All of the entries below should be copied exactly as they appear.

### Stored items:
----------------------------------------

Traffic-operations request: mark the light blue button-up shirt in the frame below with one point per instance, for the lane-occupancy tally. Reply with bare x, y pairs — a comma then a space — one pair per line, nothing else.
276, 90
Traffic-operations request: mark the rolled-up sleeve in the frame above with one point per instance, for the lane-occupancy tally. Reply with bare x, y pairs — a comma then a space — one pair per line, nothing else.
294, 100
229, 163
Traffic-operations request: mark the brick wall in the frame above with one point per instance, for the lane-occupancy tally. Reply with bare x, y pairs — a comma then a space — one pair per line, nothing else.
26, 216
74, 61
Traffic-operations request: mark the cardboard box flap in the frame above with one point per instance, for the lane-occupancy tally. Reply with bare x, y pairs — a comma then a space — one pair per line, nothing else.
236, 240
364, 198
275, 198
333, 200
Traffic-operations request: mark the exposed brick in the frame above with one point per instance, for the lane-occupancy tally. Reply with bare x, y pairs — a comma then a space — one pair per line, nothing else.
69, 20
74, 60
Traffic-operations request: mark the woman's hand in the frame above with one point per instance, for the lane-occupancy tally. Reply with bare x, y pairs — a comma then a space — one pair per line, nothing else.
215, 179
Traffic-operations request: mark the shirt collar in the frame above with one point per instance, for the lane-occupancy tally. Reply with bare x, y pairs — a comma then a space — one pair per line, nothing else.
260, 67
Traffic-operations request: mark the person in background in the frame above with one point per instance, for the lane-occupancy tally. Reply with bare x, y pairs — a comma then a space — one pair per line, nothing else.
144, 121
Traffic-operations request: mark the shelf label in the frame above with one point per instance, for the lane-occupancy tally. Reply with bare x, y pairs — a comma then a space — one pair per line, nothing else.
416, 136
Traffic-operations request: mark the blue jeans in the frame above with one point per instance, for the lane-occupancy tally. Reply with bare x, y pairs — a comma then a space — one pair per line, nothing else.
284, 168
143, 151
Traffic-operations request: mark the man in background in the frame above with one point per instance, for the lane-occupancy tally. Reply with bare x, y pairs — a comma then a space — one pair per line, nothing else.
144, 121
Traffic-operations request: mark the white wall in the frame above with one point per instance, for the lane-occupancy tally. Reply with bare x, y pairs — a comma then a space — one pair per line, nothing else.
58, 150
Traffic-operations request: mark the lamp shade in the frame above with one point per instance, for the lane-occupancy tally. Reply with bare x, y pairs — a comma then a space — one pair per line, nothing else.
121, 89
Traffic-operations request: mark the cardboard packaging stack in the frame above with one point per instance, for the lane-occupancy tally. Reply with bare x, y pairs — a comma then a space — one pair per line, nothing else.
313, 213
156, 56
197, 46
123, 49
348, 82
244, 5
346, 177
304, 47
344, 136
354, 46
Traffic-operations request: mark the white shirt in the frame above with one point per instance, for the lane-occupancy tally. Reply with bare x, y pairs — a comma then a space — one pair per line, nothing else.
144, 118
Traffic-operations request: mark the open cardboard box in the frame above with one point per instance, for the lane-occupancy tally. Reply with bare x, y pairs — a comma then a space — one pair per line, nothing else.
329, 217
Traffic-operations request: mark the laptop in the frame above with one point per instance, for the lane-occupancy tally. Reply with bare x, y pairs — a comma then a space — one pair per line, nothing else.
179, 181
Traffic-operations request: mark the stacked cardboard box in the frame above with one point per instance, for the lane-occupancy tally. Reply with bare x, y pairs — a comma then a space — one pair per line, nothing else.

----------------------------------------

### Answer to this task:
Traffic-operations request: mark the light blue button-up shirt in the frame below with one point per instance, for the lane-occupancy tally. Reply with bare x, y pairs — a comma then a space — one pair per line, nothing else.
276, 90
Traffic-operations request: mark the rolled-up sleeve in the frame above with one point per instance, for the lane-occupancy tally. Reply with bare x, y pairs — a comma then a space — one pair per line, nothing else.
294, 100
229, 163
Traffic-operations request: mark the brick wall in the frame above with one point per instance, for the lane-occupancy tally. Reply with bare x, y pairs — a comma then a space — one pair per line, nothing else.
26, 216
74, 61
Traffic-operations request: mark the cardboard box flap in the frame above with one point per instance, for the lane-occupancy tally. Reply with bare x, y pairs — a comma then a space — one pair per line, nothing else.
236, 240
364, 198
275, 198
333, 200
Traffic-operations request: mark the exposed brick in the frame above with one point per instance, for the lane-occupancy tally. Reply with bare x, y pairs — a comma then a space — one pair per line, nothing else.
69, 20
74, 60
Traffic-operations request: mark the woman's hand in the frame above with one point per instance, for the lane-occupancy tally. Reply with bare x, y pairs — a comma then a space — one pair per line, nothing else.
215, 179
Traffic-operations request: mark the shirt collar in the frame above with one point per instance, for the lane-occupancy tally. Reply with bare x, y pairs — a comma then a space — one pair per line, nothing else.
260, 67
Traffic-operations request: mark the person in background in the frame above with one point per instance, for the lane-occupancy tally. Reply with bare x, y pairs — a comma then a space — one pair per line, nothing else.
144, 121
Traffic-operations request: mark the shelf label in the frame above with one point per instance, for the lane-occupancy tally. Reply with bare x, y pairs — a comma then a space — one pair per line, nothing else.
416, 136
Traffic-operations request: mark the blue jeans in the frame above with one point per instance, for the lane-occupancy tally. Reply with bare x, y pairs — a comma then a space — one pair per line, nothing else.
284, 168
143, 151
Traffic-operations request: mark the man in background in the frame above with one point per instance, for the lane-occupancy tally. Reply with bare x, y pairs — a comma then a space — one pair per line, nothing else.
144, 121
Traffic-operations request: mark the white wall in the frame above with one point per instance, for the lane-occupancy tally. Reply with bare x, y pairs — a comma then a space — one pair per line, nothing else.
58, 150
Traffic-operations request: mark the lamp shade in the frame above with one point per instance, for the lane-occupancy tally. Reply with bare x, y pairs — a comma then a space — one pair per line, nothing else.
121, 89
Traffic-operations request: mark the cardboard packaging stack in the frame above with one point per instance, for the lane-occupancy tally. Reply with bare x, y pairs — a comma then a space — one pair per line, nothing else.
313, 213
156, 56
197, 46
123, 49
348, 82
244, 5
346, 177
304, 47
344, 136
354, 46
Traffic-operations request: mark the white shirt in the frame above with one point per instance, for the lane-occupancy tally. Reply with bare x, y pairs — a comma then a space — one pair per line, nothing else.
144, 118
Traffic-operations request: mark the open cardboard box in the frame above with one point per instance, for the lane-occupancy tally. Reply with bare x, y pairs — a comma then a space — one pair per line, nothing else.
329, 217
Traffic-operations request: mark the laptop in the frame above with one point per instance, for the lane-occupancy tally. Reply with bare x, y pairs — a comma then a space — one pair per line, nothing else.
179, 181
Traffic-operations request: mark the stacked cardboard box in the frame above with one point per instance, for the lane-occupancy tally. Reply with bare x, y pairs — a comma then a space — one pair per line, nothing else.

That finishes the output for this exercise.